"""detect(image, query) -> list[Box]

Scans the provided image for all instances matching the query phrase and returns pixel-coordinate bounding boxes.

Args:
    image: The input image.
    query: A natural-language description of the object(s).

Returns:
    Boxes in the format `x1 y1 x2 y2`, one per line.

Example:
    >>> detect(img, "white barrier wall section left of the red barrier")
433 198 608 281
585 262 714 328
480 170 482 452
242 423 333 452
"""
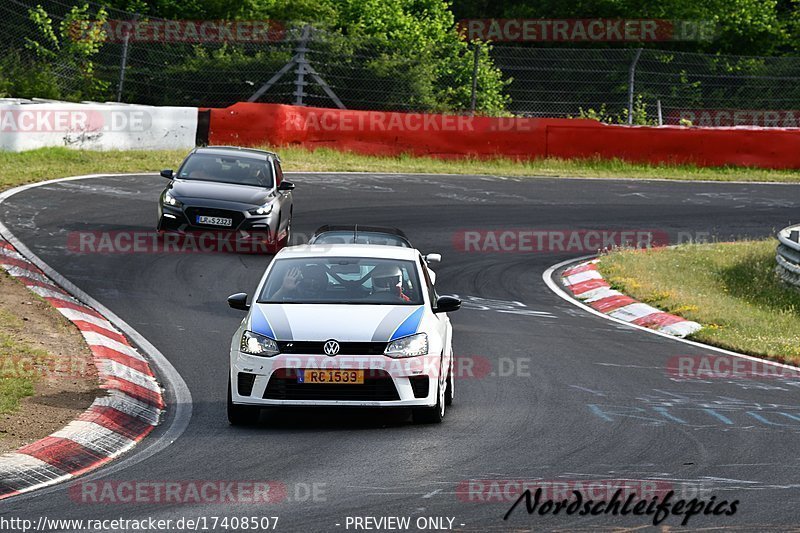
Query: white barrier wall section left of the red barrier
0 100 197 152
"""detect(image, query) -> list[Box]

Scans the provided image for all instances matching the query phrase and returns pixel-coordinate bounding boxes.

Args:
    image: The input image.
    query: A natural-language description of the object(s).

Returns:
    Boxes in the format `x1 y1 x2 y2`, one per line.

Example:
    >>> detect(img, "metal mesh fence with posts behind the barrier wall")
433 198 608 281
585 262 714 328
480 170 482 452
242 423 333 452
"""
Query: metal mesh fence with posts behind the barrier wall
0 0 800 126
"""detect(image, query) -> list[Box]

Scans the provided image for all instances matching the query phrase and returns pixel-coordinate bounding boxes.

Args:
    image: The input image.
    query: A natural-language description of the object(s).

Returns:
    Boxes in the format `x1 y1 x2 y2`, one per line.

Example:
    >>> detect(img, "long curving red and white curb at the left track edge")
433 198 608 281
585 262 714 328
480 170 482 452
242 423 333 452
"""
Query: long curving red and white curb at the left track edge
0 237 164 499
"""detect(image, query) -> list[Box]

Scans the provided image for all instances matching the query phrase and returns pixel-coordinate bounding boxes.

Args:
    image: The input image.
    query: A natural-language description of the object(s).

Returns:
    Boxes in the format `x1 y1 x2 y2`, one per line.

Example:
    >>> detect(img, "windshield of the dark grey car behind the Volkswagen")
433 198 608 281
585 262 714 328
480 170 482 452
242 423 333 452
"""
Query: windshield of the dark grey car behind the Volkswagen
178 154 274 187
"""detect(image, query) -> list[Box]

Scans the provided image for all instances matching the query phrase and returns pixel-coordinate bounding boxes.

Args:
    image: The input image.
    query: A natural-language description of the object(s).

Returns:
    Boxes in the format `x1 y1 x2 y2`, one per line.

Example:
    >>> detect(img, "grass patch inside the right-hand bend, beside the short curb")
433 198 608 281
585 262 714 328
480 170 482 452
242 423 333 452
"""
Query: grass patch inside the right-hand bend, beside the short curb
600 239 800 364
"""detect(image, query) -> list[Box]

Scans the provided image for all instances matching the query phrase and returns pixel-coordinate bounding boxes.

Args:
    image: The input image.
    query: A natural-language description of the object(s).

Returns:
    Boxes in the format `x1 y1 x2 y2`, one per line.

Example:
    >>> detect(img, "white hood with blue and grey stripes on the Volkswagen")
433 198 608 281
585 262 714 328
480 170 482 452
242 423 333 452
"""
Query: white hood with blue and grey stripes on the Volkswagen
247 304 424 342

_ _ _

### WHAT THE TASK REQUIRES:
A faithful copy of every record is needed here. Leave the images out of it.

### EXERCISE OUTPUT:
"""detect(image, query) -> list[Box]

Scans the provided image for all instances matching the query phrase and returns pixel-coordinate bounding boxes.

Args:
    image: The input image.
    query: A natural-language description of the object(s).

Returns:
    Boxes in the format `x1 y1 x2 y2`, one per line.

Example:
    >>> detect(img, "white barrier wall section left of the red barrier")
433 198 608 281
585 262 714 328
480 170 482 452
242 423 333 452
"""
Query: white barrier wall section left of the red barrier
0 100 197 152
"""detect(image, query) -> list[Box]

Scans the provided image for all instances matching the query phrase and returns pixel-coordinate bounding boxes.

Args:
    image: The input image.
    query: A natural-language description of the object(s).

Returns:
    Boxes in the format `x1 y1 x2 y2`, one per line.

Example:
    >>> detect(img, "metal mesh fence with posts behind the barrier wall")
433 198 608 281
585 262 714 328
480 170 482 452
242 423 333 452
"""
Query: metal mesh fence with posts behind the barrier wall
0 0 800 126
"""detect(image, query) -> list[Box]

Scans the provided image for all instances matching the query phrase and returns pixel-coordinate bounding boxes.

Args:
    image: The input image.
    query: A natural-language description of the object(s).

Returns:
    Boxes in the format `x1 y1 x2 y2`, one per line.

Example:
    >>> detect(img, "long curving red and white curb at the left track edge")
433 198 608 281
585 262 714 328
480 170 482 452
242 423 333 452
"""
Query: long curving red and white curb at the left track edge
0 237 164 499
"""detect(image, query) -> list[Box]

Scans the provided image for all instances matching the query phrase and returns pixel-coordinate bounding boxes.

Args:
    image: The input image.
    query: A natural-language description of the object(s).

Returns:
    Boxes in the format `x1 y1 x2 y2`, one per line.

Example:
    >>> detect(img, "windshield of the dark grey car behind the Volkswagen")
433 198 608 281
585 262 714 328
480 170 482 452
242 423 333 452
"""
Query: windshield of the dark grey car behind the Volkswagen
178 154 274 187
"""detect(image, query) -> list[Box]

Scans the provided image for all instances matching the query phrase and returns pixel-coordinate bounding boxes.

Args:
    image: The input image.
    query: A natural-language description of the object(s).

Returns:
    Boxes in the format `x1 y1 x2 y2`, one per line.

Example:
    >>> detect(img, "grass patch inside the right-hand bend, beside the short curb")
433 198 608 281
585 262 714 328
480 170 482 452
242 423 333 452
"""
Query: grass patch inside the right-hand bend, beside the short curb
600 239 800 364
"""detect(image, query) -> list[Box]

Scans the provided image for all instances matching the query phrase and returns pixel-coordinate bounding boxes.

Args:
    image: The input image.
    query: A natural-language description of the object(s).

Returns:
    Boxes in the format `x1 y1 x2 y2`, one per line.

Example:
    >>> detect(img, "white hood with blue and grey stripes on the Volkswagen")
433 198 608 281
585 262 714 328
480 170 482 452
242 423 333 452
"""
Query: white hood with blue and grey stripes on the Volkswagen
247 304 424 342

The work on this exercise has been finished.